Skip to main content

Dictionary-first extraction, alias canonicalization, and lightweight reranking utilities for technical documents.

Project description

skeinrank-core

skeinrank-core is the stable Python core for SkeinRank.

It provides two practical capabilities:

  • profile-based reranking with passports and strict contracts
  • rule-based attribute extraction and normalization for technical text

Install

python -m pip install -e .

Optional extras are available, but they are not required for the current MVP.

Public Python SDK API

Patch 41 adds a lightweight dictionary-first SDK API that can be used without running the governance API, Elasticsearch, Celery, or the UI. It accepts the same dictionary JSON shape exported by the User Console API and used by skeinrank-migrate.

from skeinrank import load_dictionary, extract_terms, canonicalize_text

dictionary = load_dictionary("../../examples/migration/console_dictionary.example.json")

result = extract_terms(
    "This instruction helps deploy 500 k8s servers backed by Postgres.",
    dictionary=dictionary,
)

print(result.canonical_values)  # ["kubernetes", "postgresql"]
print(result.matches[0].highlighted_fragment)

canonicalized = canonicalize_text(
    "k8s rollout uses pg database",
    dictionary=dictionary,
)
print(canonicalized.text)  # "kubernetes rollout uses postgresql database"

The stable SDK exports:

  • Dictionary, DictionaryTerm, DictionaryAlias, DictionaryStopListEntry
  • load_dictionary(...)
  • validate_dictionary(...)
  • extract_terms(...)
  • canonicalize_text(...)

--

= PARTS OF THE EXERCISE =
[1] In the listing, begin at the line that contains "Can you find the microphone" and stop after the last line of the listing. Reproduce these lines with the requests unchanged, multiplying every point coordinate in the answers by 1.3 and rounding to whole numbers, with halves rounded up.
[2] Continue the skeinrank-core description from where it stops.
The listing that follows is unrelated to the skeinrank-core description.

--

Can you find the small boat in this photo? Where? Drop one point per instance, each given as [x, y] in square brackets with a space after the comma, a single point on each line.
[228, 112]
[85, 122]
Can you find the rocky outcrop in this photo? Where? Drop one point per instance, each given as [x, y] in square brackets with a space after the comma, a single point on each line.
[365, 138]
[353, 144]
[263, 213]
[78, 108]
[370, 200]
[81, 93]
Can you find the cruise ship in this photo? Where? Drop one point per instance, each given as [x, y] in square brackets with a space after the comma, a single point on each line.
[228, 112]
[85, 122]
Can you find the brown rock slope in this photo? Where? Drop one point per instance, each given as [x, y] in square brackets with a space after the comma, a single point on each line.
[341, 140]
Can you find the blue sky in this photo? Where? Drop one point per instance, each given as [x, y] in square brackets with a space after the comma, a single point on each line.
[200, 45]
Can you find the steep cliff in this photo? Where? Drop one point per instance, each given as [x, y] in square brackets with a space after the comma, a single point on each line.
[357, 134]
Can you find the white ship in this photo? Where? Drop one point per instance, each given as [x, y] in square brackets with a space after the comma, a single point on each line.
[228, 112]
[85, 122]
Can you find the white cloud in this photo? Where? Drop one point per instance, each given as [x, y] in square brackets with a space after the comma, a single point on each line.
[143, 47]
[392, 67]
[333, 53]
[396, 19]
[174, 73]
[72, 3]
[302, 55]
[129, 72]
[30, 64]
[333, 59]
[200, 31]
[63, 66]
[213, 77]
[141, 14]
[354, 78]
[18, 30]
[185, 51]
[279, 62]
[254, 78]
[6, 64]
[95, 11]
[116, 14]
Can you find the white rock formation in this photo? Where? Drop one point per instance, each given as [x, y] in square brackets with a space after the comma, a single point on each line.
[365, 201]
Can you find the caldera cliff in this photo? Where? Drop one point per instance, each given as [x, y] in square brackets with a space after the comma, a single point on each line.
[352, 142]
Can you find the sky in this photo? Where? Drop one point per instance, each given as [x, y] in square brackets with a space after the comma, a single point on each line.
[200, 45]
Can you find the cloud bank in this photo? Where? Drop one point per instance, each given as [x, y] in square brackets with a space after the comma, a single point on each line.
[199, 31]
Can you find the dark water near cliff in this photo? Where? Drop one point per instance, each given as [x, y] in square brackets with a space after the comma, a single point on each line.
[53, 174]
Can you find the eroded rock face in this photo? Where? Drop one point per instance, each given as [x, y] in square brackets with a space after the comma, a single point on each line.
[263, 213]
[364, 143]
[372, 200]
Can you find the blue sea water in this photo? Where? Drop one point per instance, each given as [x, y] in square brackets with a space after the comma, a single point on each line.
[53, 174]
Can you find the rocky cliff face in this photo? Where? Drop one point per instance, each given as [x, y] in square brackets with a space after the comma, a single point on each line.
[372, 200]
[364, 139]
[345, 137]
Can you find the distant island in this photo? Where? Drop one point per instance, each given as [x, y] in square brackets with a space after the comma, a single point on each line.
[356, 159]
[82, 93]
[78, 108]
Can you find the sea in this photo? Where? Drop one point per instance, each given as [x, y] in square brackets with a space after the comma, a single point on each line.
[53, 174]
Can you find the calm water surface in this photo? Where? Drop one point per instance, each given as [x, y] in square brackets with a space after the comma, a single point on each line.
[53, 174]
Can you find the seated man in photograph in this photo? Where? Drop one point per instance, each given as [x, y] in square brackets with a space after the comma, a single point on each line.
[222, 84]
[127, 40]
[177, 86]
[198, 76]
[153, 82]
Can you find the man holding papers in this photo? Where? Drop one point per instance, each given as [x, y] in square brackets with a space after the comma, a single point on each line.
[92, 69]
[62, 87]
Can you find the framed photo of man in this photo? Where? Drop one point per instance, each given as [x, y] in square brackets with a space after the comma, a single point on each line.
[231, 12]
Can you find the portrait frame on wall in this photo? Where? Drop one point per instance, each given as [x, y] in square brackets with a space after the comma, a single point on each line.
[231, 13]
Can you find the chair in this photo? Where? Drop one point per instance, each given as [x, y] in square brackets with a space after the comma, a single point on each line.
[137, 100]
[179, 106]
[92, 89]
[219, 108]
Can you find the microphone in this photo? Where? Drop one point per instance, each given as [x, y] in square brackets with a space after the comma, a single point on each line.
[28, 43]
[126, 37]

--

= RESULTS FOR THE EXERCISE =
[1]
Can you find the microphone in this photo? Where? Drop one point per instance, each given as [x, y] in square brackets with a space after the comma, a single point on each line.
[36, 56]
[164, 48]

[2]
  • ExtractionResult, TermMatch, CanonicalizedText

The SDK matcher is deterministic and local. It honors active/deprecated term and alias statuses, profile/global stop lists, returns offsets, and includes evidence snippets with <mark>...</mark> highlights.

Document text extraction utilities

Patch 42 adds lightweight local helpers for extracting text from common document files before running the public SDK matcher. These helpers do not require the governance API, Elasticsearch, Celery, or a database.

from skeinrank import load_dictionary, load_document_text, extract_terms_from_document

dictionary = load_dictionary("../../examples/migration/console_dictionary.example.json")
text = load_document_text("incident-runbook.md")

result = extract_terms_from_document(
    "incident-runbook.md",
    dictionary=dictionary,
)

print(result.document.file_name)
print(result.extraction.canonical_values)

Supported formats without extra dependencies:

  • text-like files: .txt, .md, .rst, .log, .csv, .tsv, .json, .jsonl, .yaml, .yml
  • .html / .htm with scripts/styles ignored
  • .docx via a small stdlib ZIP/XML reader

PDF extraction is supported when the caller installs pypdf in the environment. The core package does not require it by default so the SDK stays lightweight.

Stable public exports include:

  • DocumentText, DocumentExtractionResult, DocumentExtractionError
  • load_document_text(...)
  • extract_document_text(...)
  • extract_terms_from_document(...)

Local dictionary extraction CLI

Patch 43 adds a lightweight skeinrank CLI for local dictionary validation, text/document extraction, and canonicalization. It uses only the public SDK/document helpers and does not require the governance API, Elasticsearch, Celery, RabbitMQ, or a database.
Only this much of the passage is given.